• **TASK GOAL**
Write the next part of the forum post about AVR pull-up resistors, starting after its last sentence.

• **PASSAGE**
■ ■ ■ ■

Also, pull-ups *can* be directly disabled in only 1 way: By writing a '1' to the PUD bit ( PullUp Disable) bit in the SFIOR register. (*Special Function* IO Register). But, I'm not discussing Special Function IO use ! This register is never required to be changed if the user does not use Special Function IO. Therefore the pullups will *always* be enabled in general purpose IO mode.

The PUD bit power-up default value is set to a '0' which means pull-ups on all IO pins are *always* enabled, even if the pin is configured to be an output. Page 52. bottom: "The [Special Function tristate] overriding signals are generated internally in the module having the alternate function." This means if the Alternate Function is *not* enabled, then the user has *no control* over the pullup resistors' tristate. The pull-up will always be connected.

I am using the ATMEGA16 as the example. See pages 48 thru 54 of its data sheet.

Jepael: Nope. I did get the DDR=0 case the right way for general IO functionality. When DDR=0 and PORT=1, these do *not* turn on a weak pull-up. They are always connected. The pull-ups can only be disabled when using Special Purpose IO functions, and this can happen only indirectly by enabling Special Functions. The input tristate disable can only be activated by a Special Function (and SLEEP mode) and not by any direct programming. See Fig. 26 on page 52. If a Special Function is not enabled then programming PUD in SFIOR will have absolutely no effect.

js: The purpose of this thread is to help beginners learn how to program AVR IO in a good (reliable and repeatable) way. This board is a *FORUM* and is not just "question-and-answers". You should already know this and not stoop to adding a snide reply.

Jepal: I'm sorry you didn't get it the first time around. But, no, it is not "still wrong". I hope the further explanations here help clarify what I am trying to get across. Read the manual !!! It's all right there, but the info is somewhat complicated and has to be analyzed carefully.

■ ■ ■ ■

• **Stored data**
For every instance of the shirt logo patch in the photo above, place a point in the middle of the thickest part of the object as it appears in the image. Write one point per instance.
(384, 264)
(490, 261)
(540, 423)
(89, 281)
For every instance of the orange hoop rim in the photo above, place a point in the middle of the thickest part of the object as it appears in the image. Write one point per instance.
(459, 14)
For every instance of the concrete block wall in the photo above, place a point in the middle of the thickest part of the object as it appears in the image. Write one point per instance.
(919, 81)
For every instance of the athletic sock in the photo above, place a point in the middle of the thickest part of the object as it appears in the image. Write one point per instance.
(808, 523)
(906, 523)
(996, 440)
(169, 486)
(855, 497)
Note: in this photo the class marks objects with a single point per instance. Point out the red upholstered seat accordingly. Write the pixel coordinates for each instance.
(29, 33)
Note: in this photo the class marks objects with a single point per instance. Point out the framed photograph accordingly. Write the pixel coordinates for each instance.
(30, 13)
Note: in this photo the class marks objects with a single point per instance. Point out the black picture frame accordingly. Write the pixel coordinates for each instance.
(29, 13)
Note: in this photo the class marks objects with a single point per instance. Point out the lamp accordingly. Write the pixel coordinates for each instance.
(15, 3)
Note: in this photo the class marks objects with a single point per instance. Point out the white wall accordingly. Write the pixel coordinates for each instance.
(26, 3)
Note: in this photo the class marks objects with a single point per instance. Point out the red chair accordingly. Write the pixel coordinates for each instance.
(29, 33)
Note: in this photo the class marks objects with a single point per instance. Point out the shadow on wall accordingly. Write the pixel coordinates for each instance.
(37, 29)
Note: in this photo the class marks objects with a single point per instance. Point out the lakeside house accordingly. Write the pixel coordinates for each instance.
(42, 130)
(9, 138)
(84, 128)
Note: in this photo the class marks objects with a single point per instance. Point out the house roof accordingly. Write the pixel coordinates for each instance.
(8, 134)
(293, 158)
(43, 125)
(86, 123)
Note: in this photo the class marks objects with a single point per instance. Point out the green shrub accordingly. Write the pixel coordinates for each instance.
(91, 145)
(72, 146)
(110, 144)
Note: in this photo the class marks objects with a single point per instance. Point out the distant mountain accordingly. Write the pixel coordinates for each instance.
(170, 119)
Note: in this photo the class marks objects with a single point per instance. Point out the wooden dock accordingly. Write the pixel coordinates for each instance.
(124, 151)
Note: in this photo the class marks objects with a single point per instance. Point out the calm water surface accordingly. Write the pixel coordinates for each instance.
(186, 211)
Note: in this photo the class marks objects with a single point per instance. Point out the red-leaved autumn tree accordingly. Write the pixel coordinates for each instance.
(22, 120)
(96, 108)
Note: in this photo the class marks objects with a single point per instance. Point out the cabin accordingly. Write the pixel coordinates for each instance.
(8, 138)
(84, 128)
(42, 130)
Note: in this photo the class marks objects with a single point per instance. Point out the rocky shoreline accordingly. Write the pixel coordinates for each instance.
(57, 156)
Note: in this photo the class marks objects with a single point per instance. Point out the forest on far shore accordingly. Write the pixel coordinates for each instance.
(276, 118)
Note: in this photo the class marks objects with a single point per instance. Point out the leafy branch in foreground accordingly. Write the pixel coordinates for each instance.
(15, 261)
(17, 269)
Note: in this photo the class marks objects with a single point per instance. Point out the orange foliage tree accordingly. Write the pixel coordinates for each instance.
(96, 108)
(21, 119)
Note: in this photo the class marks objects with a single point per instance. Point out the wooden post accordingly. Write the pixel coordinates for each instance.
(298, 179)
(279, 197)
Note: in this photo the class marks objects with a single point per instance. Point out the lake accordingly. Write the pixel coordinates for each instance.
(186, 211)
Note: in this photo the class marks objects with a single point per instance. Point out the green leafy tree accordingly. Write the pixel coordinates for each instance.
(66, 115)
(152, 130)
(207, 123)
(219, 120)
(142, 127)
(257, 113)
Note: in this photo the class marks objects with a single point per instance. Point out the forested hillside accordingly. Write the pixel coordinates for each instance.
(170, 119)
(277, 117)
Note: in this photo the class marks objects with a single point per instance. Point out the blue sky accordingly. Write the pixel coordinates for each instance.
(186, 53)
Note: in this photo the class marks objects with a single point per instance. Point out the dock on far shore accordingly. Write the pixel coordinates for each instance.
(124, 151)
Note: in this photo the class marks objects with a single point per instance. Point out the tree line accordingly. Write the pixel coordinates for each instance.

■ ■ ■ ■

• **THE ANSWER**
clawson: I should have stated: "Only outputs can be *directly programmed* to be tristated on or off. Input tristates and pull-up tristates *can not be directly enabled*. Only Special Function modes can allow that.

"As it happens [sic], in an AVR to make a line that does not drive you set DDR=0 and PORT=0."

Rubbish ! If DDR=0 and PORT=1 then the PULL-UP will weakly drive the input pin. This is critically important if the pin is tied to a single pole switch whose other side is tied to ground.

John A Brown: Very cute, but, do you have a thought that is actually intelligent to add to this thread ?

LDEVRIES: I used the word "properly" because it may be very difficult to know or remember if the pin configuration registers are still in their power-up default state. By making 2 writes each time to configure a pin as an input it is guaranteed that the input will behave exactly as you want it to. This is the safest method a beginner can use.

Inputs are always "high impedance" even when the (very weak) pull-up resistors are connected (as by power-up default). This is the most important electrical characteristic common all inputs: they must present a relatively high impedance to the drivers. Yes, the circuit designer should specifically add external pull-ups to open collector busses. Figuring out the input conditions for high output impedance drivers is definitely an advanced subject. However, weak digital driver outputs should always be buffered *before* inputting to any digital input, thus completely avoiding any potential problem before it could start. For example, many sensors with digital outputs have very weak drive capabilities.

Using external pull-down resistors isn't quite as hazardous as it might seem at first, but only if the designer is very careful. If the AVR internal pull-up is, say, 10K ohms, then adding an external 5K pulldown resistor will result in a nominal undriven low level input voltage equal to about 1/3rd of VCC. Since the CMOS V_OL(MIN) threshold for inputs is about 1/2 of VCC then the design will be basically sound unless the system is being subjected to abnormally high levels of noise. Still, that gives at least a 1/6'th of VCC noise margin. The designer is still responsible for determining the exact values of the AVR's internal pull-ups and what will be the acceptable noise margin. I'm not implying that this is necessarily easy to figure out, but a beginning designer will never have to face these complicated design decisions.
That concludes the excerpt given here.